### Exercise material
※

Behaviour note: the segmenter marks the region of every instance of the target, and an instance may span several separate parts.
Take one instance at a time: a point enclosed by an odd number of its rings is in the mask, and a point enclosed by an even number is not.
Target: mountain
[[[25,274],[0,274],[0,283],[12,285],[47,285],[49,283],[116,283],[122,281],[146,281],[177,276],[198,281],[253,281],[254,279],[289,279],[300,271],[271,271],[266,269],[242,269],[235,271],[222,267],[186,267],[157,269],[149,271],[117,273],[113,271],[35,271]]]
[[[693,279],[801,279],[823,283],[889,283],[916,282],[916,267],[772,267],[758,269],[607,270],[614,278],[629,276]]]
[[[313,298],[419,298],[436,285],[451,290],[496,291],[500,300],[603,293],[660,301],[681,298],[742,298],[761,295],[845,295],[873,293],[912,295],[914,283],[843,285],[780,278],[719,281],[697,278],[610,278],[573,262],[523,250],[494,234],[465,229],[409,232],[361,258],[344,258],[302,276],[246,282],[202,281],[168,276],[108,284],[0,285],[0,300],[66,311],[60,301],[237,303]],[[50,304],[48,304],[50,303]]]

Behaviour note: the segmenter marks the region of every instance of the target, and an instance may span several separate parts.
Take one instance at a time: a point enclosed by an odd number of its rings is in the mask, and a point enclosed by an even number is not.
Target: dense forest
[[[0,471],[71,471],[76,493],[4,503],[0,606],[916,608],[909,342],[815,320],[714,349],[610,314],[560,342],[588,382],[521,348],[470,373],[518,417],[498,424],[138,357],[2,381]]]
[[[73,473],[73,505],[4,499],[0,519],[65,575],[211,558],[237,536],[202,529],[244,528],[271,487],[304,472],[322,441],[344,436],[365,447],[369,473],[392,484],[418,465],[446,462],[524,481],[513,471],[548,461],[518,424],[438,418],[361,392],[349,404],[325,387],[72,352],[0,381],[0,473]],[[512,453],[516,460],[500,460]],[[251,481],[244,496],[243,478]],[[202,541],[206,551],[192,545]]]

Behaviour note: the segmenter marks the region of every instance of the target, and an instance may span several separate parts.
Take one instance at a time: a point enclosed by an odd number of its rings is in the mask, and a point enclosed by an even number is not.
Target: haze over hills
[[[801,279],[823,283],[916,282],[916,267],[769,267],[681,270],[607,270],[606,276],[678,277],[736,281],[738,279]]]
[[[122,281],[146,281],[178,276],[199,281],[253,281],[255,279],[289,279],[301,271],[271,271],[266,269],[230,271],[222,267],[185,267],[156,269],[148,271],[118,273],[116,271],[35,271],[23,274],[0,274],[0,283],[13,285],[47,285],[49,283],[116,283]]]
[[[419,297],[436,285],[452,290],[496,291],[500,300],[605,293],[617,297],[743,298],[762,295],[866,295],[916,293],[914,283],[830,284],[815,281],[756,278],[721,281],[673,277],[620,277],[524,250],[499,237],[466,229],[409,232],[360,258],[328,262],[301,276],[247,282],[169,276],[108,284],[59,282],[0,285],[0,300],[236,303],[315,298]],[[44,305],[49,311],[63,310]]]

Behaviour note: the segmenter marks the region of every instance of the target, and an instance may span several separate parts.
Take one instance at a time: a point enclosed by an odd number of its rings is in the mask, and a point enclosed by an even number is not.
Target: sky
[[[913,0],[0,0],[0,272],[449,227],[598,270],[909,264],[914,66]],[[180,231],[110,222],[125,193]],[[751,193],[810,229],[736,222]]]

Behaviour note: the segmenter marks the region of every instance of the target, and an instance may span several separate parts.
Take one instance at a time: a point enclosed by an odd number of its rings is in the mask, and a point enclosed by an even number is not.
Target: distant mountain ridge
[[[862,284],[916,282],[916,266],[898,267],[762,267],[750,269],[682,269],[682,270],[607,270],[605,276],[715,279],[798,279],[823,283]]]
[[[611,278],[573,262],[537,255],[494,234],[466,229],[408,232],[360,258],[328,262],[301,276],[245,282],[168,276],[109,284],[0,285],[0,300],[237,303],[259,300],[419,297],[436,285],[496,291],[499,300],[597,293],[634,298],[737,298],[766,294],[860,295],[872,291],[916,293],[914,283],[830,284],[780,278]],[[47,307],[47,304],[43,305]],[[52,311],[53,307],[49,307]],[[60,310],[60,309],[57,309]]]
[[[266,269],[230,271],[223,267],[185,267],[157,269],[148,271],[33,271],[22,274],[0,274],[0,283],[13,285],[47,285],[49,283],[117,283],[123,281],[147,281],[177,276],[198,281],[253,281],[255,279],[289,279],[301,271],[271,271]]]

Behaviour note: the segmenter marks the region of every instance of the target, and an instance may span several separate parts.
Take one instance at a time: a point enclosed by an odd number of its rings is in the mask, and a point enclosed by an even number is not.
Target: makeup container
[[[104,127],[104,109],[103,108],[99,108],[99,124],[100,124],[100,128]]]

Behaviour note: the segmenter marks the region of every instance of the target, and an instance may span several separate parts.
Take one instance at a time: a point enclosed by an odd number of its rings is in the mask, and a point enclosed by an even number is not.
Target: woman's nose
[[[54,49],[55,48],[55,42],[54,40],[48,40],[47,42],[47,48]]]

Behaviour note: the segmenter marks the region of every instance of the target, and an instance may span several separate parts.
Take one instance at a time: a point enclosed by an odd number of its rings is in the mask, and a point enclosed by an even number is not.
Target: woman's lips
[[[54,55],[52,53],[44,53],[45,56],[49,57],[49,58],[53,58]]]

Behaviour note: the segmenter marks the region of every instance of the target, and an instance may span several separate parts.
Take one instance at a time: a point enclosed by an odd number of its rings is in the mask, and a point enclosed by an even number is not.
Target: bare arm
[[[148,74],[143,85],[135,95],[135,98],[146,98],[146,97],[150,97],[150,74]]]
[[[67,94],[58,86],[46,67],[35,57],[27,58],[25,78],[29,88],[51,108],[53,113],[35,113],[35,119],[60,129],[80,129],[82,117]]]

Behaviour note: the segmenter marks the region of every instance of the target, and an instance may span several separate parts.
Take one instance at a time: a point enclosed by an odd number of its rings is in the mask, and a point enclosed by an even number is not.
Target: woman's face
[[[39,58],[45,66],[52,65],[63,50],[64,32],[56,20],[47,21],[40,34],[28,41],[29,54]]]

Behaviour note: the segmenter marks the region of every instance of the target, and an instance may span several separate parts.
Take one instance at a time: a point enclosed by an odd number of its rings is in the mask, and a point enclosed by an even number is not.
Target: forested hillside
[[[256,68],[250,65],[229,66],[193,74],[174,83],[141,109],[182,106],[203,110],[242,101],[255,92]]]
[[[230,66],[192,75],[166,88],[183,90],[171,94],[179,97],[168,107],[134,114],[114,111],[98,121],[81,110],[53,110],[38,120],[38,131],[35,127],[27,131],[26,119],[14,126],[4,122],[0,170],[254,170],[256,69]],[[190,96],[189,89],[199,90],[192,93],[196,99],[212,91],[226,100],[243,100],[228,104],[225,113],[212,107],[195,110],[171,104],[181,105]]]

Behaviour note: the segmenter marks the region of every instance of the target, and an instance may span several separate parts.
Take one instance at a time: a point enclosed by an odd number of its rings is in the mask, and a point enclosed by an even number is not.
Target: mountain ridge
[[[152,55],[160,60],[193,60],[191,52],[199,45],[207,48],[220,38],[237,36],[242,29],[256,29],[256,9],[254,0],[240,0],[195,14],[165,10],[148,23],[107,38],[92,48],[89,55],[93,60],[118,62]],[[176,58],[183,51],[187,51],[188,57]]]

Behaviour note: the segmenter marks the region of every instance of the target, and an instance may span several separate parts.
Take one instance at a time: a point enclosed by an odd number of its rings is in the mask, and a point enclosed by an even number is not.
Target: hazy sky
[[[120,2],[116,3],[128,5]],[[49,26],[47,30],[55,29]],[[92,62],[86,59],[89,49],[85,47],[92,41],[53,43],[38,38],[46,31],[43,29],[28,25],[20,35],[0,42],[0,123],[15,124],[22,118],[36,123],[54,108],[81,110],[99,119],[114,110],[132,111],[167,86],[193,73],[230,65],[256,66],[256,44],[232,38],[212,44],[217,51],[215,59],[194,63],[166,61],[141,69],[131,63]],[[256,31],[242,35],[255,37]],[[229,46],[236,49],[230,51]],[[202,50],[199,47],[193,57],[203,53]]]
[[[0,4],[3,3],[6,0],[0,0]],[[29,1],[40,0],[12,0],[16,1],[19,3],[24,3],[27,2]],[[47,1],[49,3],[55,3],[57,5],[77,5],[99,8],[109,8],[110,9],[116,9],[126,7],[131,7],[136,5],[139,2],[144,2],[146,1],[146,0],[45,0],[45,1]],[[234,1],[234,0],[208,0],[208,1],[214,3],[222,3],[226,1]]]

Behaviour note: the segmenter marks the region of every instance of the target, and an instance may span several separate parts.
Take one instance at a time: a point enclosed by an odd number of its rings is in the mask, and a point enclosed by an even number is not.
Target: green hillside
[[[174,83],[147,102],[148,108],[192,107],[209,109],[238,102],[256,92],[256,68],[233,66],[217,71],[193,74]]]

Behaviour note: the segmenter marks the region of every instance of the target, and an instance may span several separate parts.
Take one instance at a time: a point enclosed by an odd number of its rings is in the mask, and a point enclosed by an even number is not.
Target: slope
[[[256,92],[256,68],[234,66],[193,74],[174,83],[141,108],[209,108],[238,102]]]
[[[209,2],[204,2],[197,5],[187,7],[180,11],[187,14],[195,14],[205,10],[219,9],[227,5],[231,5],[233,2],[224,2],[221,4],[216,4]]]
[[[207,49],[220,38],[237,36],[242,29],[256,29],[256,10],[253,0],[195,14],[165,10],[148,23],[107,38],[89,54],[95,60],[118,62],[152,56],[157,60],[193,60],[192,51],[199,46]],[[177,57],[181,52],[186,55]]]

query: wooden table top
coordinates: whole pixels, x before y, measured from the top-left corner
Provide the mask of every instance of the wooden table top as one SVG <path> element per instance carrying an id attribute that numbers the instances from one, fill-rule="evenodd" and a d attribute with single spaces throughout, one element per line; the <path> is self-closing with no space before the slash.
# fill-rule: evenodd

※

### Short problem
Report how many lines of the data above contain the string "before". Case counts, so reply with the number alone.

### Problem solution
2